**Source document:**
────────

Even before the popularization of that term, the 1970s saw the passage of powerful new laws to protect wildlife and forests, such as the Endangered Species Act, Marine Mammal Protection Act, and National Forest Management Act. (For an overview of these laws, see the appendix.) However the federal agencies charged with implementing these laws—particularly the U.S. Fish and Wildlife Service and the U.S. Forest Service—were often reluctant to do so. Enforcement of biodiversity protection laws was especially difficult because the animals and plants that would benefit from that protection did not vote in elections, whereas the businesses that profited from lax enforcement, such as timber corporations and developers, were frequent contributors to the electoral campaigns of the politicians controlling the purse strings for those federal agencies. Thus, the amount of logging on national forests allowed by the Forest Service grew rapidly even after the passage of National Forest Management Act, and imperiled species continued to decline toward extinction as they waited for the Fish and Wildlife Service to protect them under the Endangered Species Act.

────────

**Record set:**
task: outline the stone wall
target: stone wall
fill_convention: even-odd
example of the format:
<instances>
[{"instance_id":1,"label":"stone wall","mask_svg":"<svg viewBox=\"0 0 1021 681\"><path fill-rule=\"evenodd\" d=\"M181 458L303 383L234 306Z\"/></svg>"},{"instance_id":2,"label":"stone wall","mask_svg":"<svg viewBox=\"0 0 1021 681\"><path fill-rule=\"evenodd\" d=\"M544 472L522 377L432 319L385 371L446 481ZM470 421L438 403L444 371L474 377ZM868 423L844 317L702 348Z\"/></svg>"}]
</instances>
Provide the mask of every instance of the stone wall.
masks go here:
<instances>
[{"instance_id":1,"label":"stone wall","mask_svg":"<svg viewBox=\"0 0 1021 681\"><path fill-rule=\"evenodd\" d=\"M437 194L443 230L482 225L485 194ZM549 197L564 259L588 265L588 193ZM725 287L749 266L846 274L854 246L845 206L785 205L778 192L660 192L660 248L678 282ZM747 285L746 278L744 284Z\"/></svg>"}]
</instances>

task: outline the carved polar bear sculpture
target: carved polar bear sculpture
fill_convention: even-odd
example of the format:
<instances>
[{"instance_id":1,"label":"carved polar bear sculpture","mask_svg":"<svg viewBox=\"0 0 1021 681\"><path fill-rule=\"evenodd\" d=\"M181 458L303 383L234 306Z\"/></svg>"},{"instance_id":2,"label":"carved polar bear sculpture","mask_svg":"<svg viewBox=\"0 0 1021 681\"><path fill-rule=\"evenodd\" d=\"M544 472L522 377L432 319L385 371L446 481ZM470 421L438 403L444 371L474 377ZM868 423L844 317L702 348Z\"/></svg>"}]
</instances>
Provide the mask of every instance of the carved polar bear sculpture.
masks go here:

────────

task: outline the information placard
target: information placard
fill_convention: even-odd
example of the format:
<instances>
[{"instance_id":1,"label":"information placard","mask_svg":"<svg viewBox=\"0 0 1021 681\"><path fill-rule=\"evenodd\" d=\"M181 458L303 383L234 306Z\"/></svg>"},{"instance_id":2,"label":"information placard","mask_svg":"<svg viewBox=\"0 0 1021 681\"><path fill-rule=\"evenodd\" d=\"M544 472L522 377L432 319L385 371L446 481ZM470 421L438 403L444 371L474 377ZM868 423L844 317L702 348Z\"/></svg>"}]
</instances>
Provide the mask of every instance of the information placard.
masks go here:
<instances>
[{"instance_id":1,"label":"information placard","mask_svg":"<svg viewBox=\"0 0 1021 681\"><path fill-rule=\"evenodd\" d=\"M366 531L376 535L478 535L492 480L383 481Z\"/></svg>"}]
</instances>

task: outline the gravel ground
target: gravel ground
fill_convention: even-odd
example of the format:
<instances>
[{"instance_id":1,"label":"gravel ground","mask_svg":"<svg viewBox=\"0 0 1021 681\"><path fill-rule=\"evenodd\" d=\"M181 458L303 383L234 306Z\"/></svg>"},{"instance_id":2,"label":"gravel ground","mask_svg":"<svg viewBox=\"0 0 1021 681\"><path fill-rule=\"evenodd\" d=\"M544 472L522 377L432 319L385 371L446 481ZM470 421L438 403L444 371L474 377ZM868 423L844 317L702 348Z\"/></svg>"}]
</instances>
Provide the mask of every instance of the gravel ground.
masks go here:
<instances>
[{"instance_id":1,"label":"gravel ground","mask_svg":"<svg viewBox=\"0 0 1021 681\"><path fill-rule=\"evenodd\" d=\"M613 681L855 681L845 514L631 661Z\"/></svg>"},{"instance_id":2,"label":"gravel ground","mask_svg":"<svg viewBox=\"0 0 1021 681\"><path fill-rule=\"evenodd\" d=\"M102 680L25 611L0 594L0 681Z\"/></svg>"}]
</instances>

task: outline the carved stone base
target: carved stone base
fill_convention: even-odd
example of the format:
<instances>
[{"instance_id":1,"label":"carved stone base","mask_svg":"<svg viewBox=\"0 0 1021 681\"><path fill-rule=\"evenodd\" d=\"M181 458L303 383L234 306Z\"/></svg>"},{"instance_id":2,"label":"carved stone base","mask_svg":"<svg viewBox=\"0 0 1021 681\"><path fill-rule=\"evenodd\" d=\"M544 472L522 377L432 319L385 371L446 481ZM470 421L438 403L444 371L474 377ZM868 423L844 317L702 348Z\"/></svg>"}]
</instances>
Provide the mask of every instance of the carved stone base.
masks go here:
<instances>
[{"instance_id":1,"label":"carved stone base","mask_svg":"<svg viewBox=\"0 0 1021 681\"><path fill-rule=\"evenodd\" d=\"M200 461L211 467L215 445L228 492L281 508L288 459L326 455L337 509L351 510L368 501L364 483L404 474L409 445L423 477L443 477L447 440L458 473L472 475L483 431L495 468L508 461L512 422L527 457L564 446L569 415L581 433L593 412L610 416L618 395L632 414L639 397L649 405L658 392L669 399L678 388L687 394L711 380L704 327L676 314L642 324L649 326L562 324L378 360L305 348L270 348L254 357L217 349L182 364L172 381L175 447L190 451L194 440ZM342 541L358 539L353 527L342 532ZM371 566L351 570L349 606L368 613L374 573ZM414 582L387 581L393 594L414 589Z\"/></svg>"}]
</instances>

────────

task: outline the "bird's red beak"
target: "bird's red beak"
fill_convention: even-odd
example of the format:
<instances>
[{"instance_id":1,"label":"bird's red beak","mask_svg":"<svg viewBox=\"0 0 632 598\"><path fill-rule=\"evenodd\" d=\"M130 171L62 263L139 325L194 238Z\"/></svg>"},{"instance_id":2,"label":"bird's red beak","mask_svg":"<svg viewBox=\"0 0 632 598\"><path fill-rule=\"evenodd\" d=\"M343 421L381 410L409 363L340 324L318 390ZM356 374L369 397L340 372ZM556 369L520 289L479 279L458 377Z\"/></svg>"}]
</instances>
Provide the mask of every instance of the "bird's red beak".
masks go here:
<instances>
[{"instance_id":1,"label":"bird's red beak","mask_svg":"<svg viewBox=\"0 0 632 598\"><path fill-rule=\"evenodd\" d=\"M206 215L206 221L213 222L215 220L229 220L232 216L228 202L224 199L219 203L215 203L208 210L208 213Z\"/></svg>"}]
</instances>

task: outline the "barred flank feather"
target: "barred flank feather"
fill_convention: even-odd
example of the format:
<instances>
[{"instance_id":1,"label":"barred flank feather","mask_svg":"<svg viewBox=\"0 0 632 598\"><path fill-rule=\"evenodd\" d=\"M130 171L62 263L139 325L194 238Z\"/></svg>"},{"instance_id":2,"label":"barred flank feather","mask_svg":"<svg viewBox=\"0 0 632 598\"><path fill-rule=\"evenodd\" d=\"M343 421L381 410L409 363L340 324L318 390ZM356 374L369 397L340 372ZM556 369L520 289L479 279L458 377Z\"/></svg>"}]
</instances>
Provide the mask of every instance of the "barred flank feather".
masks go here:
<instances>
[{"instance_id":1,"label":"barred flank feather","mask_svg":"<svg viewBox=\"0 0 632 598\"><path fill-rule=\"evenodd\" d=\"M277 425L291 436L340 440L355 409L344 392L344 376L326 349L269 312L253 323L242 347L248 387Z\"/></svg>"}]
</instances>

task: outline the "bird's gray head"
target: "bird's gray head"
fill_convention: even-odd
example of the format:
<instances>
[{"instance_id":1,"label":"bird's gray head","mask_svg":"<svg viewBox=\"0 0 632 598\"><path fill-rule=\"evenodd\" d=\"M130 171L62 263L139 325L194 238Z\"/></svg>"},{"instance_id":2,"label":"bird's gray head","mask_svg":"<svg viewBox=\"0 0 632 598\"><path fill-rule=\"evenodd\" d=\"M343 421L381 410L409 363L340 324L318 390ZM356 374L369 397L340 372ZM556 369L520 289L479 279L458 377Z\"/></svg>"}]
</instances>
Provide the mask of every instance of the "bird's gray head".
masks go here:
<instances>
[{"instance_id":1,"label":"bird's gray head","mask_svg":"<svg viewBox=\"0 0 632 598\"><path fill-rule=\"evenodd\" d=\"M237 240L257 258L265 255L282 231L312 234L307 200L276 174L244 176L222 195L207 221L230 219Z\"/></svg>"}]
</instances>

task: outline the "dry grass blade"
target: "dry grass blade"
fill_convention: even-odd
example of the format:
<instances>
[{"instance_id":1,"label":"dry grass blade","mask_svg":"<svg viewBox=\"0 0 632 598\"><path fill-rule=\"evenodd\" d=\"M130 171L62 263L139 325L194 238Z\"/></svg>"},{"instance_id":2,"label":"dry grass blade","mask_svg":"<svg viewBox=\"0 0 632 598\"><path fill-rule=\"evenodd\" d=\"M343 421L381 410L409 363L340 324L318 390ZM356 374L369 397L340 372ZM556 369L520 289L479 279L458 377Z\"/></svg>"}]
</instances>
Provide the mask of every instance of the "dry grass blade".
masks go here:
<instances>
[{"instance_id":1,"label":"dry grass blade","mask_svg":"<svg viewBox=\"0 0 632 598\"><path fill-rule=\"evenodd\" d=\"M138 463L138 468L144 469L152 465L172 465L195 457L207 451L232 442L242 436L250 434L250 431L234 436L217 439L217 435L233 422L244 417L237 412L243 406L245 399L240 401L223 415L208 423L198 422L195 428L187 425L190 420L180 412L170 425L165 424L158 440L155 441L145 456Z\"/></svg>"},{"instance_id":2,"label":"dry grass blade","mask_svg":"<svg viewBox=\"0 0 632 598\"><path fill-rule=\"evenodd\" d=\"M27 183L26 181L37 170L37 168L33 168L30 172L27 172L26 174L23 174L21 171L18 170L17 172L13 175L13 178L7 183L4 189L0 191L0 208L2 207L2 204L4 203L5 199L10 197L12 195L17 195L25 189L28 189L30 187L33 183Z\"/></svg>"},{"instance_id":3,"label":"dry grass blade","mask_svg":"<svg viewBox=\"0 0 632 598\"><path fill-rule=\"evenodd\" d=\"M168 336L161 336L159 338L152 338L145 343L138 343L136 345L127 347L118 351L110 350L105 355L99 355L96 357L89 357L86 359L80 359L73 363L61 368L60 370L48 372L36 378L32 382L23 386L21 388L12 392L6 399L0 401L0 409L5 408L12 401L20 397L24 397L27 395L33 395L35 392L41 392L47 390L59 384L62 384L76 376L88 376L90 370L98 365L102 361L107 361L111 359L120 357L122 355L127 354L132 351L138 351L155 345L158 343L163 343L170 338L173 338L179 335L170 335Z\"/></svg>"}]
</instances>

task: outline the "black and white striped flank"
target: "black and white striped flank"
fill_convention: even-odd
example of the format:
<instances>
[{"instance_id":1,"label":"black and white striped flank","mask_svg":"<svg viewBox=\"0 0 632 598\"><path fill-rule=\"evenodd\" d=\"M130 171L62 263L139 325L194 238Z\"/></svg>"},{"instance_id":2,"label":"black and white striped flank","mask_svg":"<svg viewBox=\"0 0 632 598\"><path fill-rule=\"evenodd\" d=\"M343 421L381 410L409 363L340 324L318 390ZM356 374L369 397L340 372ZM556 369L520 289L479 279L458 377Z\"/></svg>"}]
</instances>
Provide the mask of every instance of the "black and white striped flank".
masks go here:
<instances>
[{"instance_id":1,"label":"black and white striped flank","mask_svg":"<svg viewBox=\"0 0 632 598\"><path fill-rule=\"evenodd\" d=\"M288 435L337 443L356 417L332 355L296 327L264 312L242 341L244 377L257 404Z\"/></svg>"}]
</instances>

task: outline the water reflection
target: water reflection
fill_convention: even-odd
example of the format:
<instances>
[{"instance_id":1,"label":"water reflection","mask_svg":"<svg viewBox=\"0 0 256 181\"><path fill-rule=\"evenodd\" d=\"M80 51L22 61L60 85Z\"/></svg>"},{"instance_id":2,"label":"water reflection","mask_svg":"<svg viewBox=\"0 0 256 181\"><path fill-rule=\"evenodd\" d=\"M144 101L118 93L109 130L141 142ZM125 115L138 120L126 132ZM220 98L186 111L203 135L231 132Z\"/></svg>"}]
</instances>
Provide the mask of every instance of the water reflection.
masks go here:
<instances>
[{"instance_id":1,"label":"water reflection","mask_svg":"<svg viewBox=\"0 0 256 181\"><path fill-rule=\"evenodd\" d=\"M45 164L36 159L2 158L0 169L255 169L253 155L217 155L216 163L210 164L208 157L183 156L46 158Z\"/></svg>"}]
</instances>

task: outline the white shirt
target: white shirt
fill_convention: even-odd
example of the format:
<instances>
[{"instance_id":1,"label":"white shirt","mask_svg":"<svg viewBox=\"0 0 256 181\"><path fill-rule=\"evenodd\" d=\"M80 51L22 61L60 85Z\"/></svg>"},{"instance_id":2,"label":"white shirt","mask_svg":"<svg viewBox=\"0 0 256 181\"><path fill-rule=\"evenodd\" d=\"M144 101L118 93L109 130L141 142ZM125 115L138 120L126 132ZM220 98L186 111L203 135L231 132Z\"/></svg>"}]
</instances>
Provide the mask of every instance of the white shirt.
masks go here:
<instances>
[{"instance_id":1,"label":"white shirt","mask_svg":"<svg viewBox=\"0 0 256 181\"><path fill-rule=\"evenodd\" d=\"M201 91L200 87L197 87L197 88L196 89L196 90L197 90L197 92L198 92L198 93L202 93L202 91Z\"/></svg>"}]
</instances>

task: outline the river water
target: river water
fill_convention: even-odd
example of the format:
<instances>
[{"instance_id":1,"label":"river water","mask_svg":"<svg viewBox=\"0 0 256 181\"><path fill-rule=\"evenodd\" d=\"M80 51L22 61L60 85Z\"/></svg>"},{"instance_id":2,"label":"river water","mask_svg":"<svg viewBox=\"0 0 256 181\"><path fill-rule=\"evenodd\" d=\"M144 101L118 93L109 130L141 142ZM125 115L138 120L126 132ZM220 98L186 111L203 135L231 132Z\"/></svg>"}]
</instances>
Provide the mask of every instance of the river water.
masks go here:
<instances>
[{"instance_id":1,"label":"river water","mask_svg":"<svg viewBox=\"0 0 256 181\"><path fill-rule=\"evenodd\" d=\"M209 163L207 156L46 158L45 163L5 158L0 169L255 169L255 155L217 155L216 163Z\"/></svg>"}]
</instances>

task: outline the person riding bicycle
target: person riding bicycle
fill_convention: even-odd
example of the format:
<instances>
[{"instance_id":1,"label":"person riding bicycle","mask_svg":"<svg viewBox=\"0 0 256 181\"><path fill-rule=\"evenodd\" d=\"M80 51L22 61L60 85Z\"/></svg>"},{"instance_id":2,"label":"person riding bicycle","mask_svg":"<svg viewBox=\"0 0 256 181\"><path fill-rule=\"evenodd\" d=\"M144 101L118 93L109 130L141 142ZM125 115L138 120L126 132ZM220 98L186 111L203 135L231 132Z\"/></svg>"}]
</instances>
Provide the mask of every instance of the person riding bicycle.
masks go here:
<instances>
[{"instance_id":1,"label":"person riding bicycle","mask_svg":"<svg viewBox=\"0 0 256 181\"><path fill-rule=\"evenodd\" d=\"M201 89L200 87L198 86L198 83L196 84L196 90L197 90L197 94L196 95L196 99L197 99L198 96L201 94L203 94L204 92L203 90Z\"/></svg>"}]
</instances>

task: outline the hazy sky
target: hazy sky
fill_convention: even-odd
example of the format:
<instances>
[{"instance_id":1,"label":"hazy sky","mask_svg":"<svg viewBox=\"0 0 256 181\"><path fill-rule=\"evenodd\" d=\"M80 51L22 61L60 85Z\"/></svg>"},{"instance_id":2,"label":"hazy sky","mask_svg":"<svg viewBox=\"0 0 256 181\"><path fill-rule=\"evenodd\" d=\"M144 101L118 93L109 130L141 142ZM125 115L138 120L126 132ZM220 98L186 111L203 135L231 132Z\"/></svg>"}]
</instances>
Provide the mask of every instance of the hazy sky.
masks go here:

────────

**What to do:**
a) For each statement below, state whether it agrees with the passage on biodiversity protection laws, answering yes or no and quoting the words of the passage that decide it.
(i) The U.S. Fish and Wildlife Service and the U.S. Forest Service were often reluctant to implement the new laws.
(ii) Logging on national forests declined after the National Forest Management Act was passed.
(iii) Timber corporations and developers frequently contributed to the campaigns of politicians who controlled funding for the federal agencies.
b) Render this sentence from the passage on biodiversity protection laws in French: "Thus, the amount of logging on national forests allowed by the Forest Service grew rapidly even after the passage of National Forest Management Act, and imperiled species continued to decline toward extinction as they waited for the Fish and Wildlife Service to protect them under the Endangered Species Act."

**Answers to the exercises:**
a)
(i) Yes: "particularly the U.S. Fish and Wildlife Service and the U.S. Forest Service—were often reluctant to do so"
(ii) No: "the amount of logging on national forests allowed by the Forest Service grew rapidly even after the passage of National Forest Management Act"
(iii) Yes: "were frequent contributors to the electoral campaigns of the politicians controlling the purse strings for those federal agencies"

b) Ainsi, le volume d'exploitation forestière autorisé par le Service des forêts dans les forêts nationales a augmenté rapidement même après l'adoption de la loi sur la gestion des forêts nationales, et les espèces en péril ont continué à décliner vers l'extinction en attendant que le Service de la pêche et de la faune les protège en vertu de la loi sur les espèces menacées.